Howay Dave - leave our women alone. Middlesbrough anthem to Boro women: "Robin Hood, Robin Hood, brave courageous and old". Norwegian sailors couldn't get enough of them!

John T

PS For the uninitiated, the "Robin Hood" was a very salubrious pub not far from Middlesbrough Dock.


----------



## gw4xxf (6 mo ago)

I did my BOT Radar Maintenance course ticket at Bristol Tech in spring1965.
Much harder than the technical side of the PMG.
I do not remember being taught that complicated formula.
We were repair technicians, not design engineers.
The only time it might have been useful was when spotting the Pico volcano in the Canaries at what appeared
to be 48 miles but was in fact 96.
That was because the Rx picked up the very strong bounce by missing a pulse gap.
Always fun for the experienced Mate who tricked the less experienced into thinking their dead-reckoning was way out!

As for H&S, well on my last ship, the Shell DORCASIA/GSZE, I had to climb the mast to repair the radar scanner.
In the gently rolling Indian Ocean and light ship, a bit dodgy looking down one minute to the sea on the port side and the next at the sea on the starboard side.
So, donned the safety harness thingy and tested it out by a test drop of about a yard.

★ ★ ★ ★ ★

Exercise task 1:
In the forum thread about ship radar, where did gw4xxf take the BOT Radar Maintenance course?
Exercise task 2:
Please pick up the forum thread about ship radar after its final sentence and write what comes next.
The material has nothing to do with the forum thread about ship radar.

★ ★ ★ ★ ★

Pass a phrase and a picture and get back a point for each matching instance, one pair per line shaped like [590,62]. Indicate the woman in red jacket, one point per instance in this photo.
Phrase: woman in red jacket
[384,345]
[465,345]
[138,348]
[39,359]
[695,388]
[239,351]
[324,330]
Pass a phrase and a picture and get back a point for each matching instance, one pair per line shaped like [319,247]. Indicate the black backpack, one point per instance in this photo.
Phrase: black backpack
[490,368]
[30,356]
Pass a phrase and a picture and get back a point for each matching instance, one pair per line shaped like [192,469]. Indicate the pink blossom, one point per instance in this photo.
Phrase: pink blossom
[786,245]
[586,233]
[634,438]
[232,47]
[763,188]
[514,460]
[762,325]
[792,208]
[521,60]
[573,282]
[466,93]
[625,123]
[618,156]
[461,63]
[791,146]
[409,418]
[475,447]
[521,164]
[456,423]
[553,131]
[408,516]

★ ★ ★ ★ ★

Final result 1:
At Bristol Tech, in spring 1965.

Final result 2:
Knocked the wind out of me so I dread to think what it would have done to me over a higher drop.
Probably would have crushed my lungs - still not as much mess that if I had fallen onto the deck from a great height!
Not a secunny but a very strapping black chap from east London (not East London SA) was seconded to assist.
Of course I was just in shorts to get some bronzy but he was wearing a shirt as well.
I made some comment about that to which he replied that he suffered terribly from sunburn.
Weird what one remembers from 50 years ago!


----------



## david.hopcroft (Jun 29, 2005)

gw4xxf said:


> I did my BOT Radar Maintenance course ticket at Bristol Tech in spring1965.
> Much harder than the technical side of the PMG.
> I do not remember being taught that complicated formula.
> We were repair technicians, not design engineers.
> ...


I remember that I also took down the scanner drive motor because it was arcing like mad so that the screen was just a mass of radial spikes. . The Lecky did the slip ring servicing, but was distinctly uninterested in helping me put it back. I did though take my camera with me to show I had actually been up there. This was 1967.

David

+
.


----------



## DickGraham (Oct 2, 2017)

Just found my Radar Ticket 😁


----------



## J. Davies (Dec 29, 2010)

sparkie2182 said:


> The Radar Equation - Radartutorial
> 
> 
> 
> ...


We learned the main radar range formula as part of the DOT radar ticket, mine was 1979 in Bristol, but instantly forgot it after the exams. In one of my subsequent careers I was a radar technician with Kelvin Hughes, then service manager, and must have been up and down radar masts hundreds of times. That formula never once crossed my mind!


----------



## sparkie2182 (May 12, 2007)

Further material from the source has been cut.